= Data section =
★ ★ ★ ★ ★
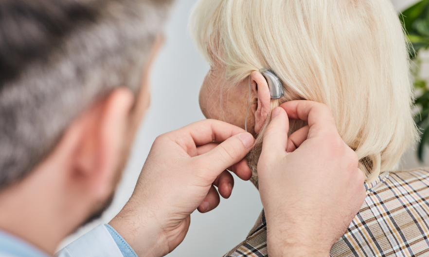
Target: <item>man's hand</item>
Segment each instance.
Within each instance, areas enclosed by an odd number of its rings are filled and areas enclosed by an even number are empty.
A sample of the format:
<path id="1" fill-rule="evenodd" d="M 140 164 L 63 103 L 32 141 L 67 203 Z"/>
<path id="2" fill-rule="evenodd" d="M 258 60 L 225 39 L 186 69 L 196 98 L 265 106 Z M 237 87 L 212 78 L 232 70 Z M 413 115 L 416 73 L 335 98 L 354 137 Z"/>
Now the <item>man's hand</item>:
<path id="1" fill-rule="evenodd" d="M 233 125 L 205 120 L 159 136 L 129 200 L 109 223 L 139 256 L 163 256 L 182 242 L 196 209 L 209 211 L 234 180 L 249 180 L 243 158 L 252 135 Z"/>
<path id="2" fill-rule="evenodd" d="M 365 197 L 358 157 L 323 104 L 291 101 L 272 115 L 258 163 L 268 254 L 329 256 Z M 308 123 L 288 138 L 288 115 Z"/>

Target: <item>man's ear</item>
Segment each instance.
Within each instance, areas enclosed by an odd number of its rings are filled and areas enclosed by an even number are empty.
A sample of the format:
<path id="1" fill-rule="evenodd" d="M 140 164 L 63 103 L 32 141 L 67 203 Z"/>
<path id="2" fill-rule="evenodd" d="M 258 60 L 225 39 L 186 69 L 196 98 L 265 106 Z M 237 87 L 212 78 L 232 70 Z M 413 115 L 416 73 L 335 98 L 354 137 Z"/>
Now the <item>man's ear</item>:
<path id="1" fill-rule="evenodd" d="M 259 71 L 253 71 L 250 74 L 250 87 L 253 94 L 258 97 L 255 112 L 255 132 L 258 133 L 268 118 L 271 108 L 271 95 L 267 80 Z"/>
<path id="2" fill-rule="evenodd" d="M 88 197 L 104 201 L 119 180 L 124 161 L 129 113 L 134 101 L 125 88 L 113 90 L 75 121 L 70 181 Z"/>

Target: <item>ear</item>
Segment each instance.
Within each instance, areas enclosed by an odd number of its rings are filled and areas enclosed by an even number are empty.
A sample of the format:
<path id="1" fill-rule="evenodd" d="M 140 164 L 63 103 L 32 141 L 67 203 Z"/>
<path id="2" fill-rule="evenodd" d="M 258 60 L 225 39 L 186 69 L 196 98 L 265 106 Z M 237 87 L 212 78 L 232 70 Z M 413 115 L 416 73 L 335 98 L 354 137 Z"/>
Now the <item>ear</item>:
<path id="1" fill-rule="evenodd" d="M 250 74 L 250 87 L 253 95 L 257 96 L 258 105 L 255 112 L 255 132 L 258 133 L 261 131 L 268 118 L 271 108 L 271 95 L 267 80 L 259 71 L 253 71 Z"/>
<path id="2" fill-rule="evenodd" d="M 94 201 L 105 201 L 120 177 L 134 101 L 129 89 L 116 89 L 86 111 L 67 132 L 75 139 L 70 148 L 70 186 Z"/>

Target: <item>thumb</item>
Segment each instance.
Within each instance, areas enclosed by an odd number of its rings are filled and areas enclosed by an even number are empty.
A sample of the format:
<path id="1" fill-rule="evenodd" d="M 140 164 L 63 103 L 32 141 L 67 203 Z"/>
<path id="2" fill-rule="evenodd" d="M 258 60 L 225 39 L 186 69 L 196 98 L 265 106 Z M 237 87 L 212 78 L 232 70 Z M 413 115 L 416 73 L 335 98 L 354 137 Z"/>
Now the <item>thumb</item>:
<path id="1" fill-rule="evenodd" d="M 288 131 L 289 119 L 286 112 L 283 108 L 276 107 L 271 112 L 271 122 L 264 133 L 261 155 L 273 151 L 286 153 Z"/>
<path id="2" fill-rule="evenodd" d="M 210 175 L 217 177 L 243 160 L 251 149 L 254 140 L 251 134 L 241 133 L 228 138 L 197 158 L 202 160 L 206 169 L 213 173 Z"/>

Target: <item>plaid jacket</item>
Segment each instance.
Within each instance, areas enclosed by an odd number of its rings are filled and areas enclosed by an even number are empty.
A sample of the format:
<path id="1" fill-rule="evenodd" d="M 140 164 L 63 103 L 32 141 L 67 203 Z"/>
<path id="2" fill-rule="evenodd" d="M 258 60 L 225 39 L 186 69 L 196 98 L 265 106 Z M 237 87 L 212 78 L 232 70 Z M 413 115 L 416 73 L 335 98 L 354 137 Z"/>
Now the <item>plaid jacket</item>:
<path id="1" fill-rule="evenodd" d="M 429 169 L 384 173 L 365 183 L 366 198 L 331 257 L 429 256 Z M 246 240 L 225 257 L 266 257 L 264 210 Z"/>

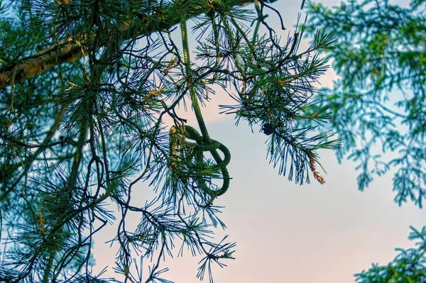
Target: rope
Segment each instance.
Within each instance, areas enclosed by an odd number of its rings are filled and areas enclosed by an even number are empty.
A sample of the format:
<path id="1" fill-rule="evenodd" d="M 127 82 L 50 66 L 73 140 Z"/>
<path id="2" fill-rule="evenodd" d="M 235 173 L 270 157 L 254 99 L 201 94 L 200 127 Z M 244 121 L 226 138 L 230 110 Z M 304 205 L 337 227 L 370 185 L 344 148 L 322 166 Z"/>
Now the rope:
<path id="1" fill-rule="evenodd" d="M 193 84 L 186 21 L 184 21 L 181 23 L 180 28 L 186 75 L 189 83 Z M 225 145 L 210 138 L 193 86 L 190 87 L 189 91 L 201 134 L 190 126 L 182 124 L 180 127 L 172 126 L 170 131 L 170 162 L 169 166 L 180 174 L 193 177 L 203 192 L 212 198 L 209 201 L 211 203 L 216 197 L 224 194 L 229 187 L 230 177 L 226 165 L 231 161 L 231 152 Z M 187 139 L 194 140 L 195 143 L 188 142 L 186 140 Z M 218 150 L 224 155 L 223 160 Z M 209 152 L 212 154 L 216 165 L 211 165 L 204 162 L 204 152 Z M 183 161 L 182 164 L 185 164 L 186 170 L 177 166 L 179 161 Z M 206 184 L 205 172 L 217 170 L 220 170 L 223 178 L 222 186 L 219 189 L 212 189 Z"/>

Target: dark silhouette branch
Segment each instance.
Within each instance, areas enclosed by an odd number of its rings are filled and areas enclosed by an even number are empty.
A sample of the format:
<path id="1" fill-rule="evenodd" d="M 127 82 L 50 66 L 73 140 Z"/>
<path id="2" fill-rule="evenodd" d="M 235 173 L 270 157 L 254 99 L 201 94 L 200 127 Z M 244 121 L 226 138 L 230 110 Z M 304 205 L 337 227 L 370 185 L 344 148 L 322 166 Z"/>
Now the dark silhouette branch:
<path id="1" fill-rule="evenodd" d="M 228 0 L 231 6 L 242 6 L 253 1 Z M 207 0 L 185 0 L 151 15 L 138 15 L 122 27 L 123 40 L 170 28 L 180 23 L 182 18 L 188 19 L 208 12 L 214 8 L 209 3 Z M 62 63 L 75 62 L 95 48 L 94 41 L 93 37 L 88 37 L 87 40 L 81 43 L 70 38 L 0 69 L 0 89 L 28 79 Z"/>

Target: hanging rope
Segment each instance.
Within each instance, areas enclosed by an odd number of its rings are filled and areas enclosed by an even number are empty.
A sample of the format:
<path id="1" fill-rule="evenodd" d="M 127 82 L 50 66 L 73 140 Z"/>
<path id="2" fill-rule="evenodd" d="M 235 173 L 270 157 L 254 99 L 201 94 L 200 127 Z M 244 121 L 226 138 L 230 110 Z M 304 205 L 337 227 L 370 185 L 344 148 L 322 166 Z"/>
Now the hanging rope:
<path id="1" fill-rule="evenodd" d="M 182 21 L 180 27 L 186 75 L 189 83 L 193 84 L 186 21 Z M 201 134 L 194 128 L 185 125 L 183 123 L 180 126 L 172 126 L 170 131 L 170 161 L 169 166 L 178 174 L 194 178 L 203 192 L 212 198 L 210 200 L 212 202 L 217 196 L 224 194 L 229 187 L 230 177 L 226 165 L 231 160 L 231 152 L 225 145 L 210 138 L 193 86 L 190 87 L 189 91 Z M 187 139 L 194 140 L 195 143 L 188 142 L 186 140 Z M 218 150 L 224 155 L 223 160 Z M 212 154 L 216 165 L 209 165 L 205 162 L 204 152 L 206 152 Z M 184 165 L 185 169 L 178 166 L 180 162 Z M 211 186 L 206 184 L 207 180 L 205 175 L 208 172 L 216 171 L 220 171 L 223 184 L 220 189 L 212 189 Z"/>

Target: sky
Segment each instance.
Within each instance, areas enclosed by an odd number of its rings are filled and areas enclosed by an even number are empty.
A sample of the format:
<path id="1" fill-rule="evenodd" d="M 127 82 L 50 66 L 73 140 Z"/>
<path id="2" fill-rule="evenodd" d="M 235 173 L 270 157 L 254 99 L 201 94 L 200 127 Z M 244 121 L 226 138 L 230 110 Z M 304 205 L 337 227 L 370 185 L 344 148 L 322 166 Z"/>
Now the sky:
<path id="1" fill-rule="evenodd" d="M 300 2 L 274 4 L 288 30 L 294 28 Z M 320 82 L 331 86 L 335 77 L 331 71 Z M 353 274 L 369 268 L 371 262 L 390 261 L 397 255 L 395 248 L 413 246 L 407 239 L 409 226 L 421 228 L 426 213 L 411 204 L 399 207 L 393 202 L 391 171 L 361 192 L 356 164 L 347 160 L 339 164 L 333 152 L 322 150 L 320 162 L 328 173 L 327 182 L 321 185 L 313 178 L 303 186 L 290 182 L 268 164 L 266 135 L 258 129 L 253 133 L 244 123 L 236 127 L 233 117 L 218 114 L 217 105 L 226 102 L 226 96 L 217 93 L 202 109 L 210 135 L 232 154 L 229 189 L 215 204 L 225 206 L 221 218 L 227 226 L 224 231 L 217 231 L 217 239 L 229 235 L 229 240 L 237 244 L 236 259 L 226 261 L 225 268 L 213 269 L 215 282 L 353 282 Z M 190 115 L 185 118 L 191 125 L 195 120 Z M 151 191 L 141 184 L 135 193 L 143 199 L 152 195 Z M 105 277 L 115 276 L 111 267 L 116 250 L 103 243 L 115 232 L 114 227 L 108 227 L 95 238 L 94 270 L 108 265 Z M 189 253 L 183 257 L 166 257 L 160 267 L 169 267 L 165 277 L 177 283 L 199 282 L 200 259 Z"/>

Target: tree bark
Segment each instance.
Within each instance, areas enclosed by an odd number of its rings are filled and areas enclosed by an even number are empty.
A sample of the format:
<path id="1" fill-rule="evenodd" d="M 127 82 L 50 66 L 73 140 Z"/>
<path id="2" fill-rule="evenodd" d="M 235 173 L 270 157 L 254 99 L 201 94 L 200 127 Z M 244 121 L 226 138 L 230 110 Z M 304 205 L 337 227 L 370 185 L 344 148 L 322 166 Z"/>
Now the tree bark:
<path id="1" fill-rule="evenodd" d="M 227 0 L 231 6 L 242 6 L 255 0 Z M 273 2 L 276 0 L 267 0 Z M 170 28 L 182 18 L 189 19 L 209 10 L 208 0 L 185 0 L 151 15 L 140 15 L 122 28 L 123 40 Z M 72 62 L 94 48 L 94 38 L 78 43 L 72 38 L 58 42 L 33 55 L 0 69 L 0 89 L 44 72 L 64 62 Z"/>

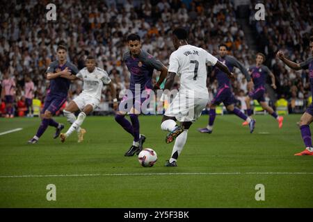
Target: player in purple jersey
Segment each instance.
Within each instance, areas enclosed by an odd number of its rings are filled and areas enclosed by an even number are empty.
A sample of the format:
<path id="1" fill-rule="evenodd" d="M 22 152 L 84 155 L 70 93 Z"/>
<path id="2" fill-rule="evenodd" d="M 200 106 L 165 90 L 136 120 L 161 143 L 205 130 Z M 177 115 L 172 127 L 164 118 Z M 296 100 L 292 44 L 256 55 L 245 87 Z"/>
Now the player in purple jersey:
★ ★ ★ ★ ★
Locate "Target: tree bark" in the entries above. Copy, exactly and only, the lines from that line to the end, leaving out the pictures.

Target: tree bark
Segment each instance.
Within each instance, areas enclosed by an odd number of its rings are filled and areas enclosed by an even number are empty.
A sample of the format:
<path id="1" fill-rule="evenodd" d="M 127 82 L 50 66 L 73 140 Z"/>
<path id="2" fill-rule="evenodd" d="M 235 173 L 270 157 L 254 99 L 201 94 L 200 127 Z M 244 121 L 226 138 L 230 110 Z M 304 205 L 337 227 L 370 185 L 344 148 L 322 166 Z"/>
Now the tree bark:
<path id="1" fill-rule="evenodd" d="M 227 0 L 231 6 L 242 6 L 255 0 Z M 273 2 L 276 0 L 267 0 Z M 170 28 L 182 18 L 189 19 L 209 10 L 208 0 L 185 0 L 151 15 L 140 15 L 122 28 L 123 40 Z M 72 62 L 94 48 L 94 38 L 78 43 L 72 38 L 58 42 L 33 55 L 0 69 L 0 89 L 44 72 L 64 62 Z"/>

Target: player in purple jersey
Segment each instance.
Within each instance, areas enclosed by an odd number of its rings are filled and areas enclosed by an even number are empty.
A sample of the format:
<path id="1" fill-rule="evenodd" d="M 22 152 L 84 155 L 70 93 Z"/>
<path id="2" fill-rule="evenodd" d="M 200 106 L 165 90 L 136 120 L 161 143 L 205 130 Z M 177 115 L 172 127 L 164 118 Z M 296 100 L 292 44 L 256 55 L 245 87 Z"/>
Now the player in purple jersey:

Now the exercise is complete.